## Passage to read
Thompson Room, Barker Center
Harvard University
12 Quincy Street, Cambridge MA
performances * papers * discussions * refreshments
free and open to the public
Sponsored by: the Office of the Provost, the Committee on Degrees in Folklore & Mythology, the David Rockefeller Center for Latin American Studies,
the Committee on Dramatics, the Mahindra Humanities Center, the Department of Music,
and the Department of Anthropology at Tufts University
Participants:
Short biographies of our participants!
Keynote:
Diana Taylor is University Professor and Professor of Performance Studies and Spanish at New York University. She is the author of the award-winning Theatre of Crisis: Drama and Politics in Latin America (1991), Disappearing Acts: Spectacles of Gender and Nationalism in Argentina’s ‘Dirty War’ (1997), and The Archive and the Repertoire: Performing Cultural Memory in the Americas (Duke U.P., 2003), which won the Outstanding Book from the Association of Theatre in Higher Education, and the Katherine Singer Kovacs Prize for Best Book in Latin American and Hispanic Studies from the Modern Language Association. She has recently published several books in Spanish: PERFORMANCE, Buenos Aires: Asuntos Impresos (2012); Acciones de memoria: Performance, historia, y trauma, Peru: Fondo Editorial de la Asamblea Nacional de Rectores (2012); Estudios avanzados de performance, Mexico: Fondo de Cultura Económica (co-edited, Marcela Fuentes, 2011). O arquivo e o repertório (The Archive and the Repertoire) appeared in Portuguese in the UFMG Press (Brazil, 2013). She has edited over a dozen books, has lectured extensively around the world, and is the recipient of many awards and fellowship, including the Guggenheim Fellowship in 2005. She is founding director of the Hemispheric Institute of Performance and Politics, funded by the Ford, Mellon, Rockefeller, Rockefeller Brothers and Henry Luce Foundations.

## Exercise set
1 – Name every sponsor listed on the event page.
2 – Answer these questions from the event page:
(a) What street address is given for the venue?
(b) In what year did Diana Taylor receive the Guggenheim Fellowship?
(c) Which press published The Archive and the Repertoire in Portuguese?
Use nothing beyond the event page.

## Data rows

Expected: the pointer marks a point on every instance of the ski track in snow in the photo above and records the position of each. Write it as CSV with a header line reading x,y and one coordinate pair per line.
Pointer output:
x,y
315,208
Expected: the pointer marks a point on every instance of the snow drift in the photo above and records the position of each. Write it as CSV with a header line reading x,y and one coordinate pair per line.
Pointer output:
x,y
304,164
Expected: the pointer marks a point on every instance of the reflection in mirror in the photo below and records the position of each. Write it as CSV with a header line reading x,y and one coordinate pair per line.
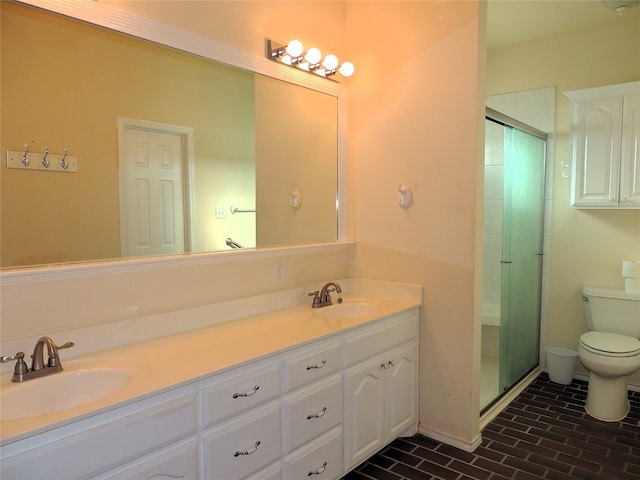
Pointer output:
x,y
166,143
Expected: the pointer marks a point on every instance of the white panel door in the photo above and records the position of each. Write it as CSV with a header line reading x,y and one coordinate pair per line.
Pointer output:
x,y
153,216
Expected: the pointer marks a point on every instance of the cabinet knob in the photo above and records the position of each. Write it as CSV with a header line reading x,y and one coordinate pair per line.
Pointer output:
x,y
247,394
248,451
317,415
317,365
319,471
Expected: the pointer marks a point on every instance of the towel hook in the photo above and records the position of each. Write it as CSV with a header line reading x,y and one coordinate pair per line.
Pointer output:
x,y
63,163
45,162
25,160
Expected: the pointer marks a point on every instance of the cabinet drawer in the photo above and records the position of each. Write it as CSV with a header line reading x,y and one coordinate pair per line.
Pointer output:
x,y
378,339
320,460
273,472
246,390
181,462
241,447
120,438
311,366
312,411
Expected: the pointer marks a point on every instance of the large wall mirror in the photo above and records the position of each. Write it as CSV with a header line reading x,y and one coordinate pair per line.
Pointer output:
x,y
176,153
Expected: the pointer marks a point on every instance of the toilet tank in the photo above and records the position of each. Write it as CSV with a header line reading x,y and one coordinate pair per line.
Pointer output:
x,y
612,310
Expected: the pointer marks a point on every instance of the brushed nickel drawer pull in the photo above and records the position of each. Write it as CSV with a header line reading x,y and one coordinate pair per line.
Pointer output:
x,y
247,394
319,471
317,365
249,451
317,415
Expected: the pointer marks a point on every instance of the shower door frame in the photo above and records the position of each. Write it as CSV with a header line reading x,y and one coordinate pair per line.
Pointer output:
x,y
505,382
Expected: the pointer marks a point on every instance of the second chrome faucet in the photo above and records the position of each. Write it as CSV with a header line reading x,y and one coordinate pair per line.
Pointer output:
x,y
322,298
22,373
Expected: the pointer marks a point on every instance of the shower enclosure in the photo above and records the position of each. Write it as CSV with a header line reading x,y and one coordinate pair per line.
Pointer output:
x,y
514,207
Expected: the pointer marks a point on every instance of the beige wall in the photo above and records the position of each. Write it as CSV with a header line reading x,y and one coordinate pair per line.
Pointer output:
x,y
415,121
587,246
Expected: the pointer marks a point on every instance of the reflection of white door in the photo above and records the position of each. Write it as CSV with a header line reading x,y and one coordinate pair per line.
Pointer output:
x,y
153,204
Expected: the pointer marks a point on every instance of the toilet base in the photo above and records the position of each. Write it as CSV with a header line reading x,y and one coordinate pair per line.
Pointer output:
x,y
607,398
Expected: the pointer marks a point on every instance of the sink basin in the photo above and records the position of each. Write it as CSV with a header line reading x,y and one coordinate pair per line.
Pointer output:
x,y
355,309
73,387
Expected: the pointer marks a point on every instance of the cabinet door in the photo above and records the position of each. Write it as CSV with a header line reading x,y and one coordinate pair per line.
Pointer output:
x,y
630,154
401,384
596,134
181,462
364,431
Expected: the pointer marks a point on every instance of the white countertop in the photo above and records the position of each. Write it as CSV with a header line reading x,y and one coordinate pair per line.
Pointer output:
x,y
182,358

--

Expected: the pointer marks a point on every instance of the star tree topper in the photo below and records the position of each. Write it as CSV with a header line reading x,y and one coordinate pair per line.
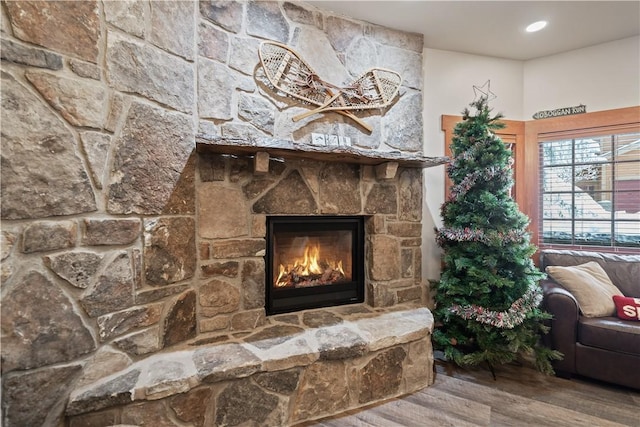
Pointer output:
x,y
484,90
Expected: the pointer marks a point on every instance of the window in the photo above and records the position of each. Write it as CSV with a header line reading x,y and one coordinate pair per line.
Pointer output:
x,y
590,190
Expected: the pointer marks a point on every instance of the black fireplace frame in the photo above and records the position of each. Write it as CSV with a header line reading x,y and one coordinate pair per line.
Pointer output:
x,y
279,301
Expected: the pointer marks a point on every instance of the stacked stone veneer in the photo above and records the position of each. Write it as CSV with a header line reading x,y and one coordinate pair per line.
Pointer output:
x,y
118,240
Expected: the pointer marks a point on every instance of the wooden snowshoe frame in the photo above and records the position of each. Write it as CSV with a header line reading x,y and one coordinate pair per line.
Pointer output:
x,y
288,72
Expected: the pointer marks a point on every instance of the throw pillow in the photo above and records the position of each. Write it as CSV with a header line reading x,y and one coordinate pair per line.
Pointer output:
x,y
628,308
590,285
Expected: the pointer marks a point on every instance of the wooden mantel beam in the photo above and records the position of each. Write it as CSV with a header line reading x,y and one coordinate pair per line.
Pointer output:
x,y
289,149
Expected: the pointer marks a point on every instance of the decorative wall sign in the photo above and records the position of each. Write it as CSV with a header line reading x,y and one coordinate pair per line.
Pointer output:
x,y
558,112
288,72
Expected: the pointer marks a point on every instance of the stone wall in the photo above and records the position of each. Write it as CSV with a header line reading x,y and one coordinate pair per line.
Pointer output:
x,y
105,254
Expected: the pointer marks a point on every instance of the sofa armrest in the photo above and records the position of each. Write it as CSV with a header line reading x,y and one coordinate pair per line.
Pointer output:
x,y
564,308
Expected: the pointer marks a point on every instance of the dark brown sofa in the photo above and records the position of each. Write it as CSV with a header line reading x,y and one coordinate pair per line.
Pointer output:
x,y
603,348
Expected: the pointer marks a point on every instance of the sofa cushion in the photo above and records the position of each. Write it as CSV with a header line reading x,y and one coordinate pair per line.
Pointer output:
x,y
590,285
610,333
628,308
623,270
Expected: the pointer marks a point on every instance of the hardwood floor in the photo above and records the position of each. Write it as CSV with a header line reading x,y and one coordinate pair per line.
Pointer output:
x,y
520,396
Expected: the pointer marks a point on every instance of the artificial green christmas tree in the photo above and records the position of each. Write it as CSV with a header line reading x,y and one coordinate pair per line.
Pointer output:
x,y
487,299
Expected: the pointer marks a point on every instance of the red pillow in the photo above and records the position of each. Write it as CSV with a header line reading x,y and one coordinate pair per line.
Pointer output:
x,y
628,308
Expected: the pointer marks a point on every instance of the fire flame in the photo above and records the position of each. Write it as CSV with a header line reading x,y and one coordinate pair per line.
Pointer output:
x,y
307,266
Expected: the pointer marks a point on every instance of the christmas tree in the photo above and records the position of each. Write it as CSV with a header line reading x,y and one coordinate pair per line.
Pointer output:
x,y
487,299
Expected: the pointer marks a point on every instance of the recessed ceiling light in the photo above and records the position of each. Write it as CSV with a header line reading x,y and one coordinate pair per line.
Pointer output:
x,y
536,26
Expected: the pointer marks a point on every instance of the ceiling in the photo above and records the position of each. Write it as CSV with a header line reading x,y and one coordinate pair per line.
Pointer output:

## The answers
1 –
the Office of the Provost
the Committee on Degrees in Folklore & Mythology
the David Rockefeller Center for Latin American Studies
the Committee on Dramatics
the Mahindra Humanities Center
the Department of Music
the Department of Anthropology at Tufts University

2 –
(a) 12 Quincy Street, Cambridge MA
(b) 2005
(c) The UFMG Press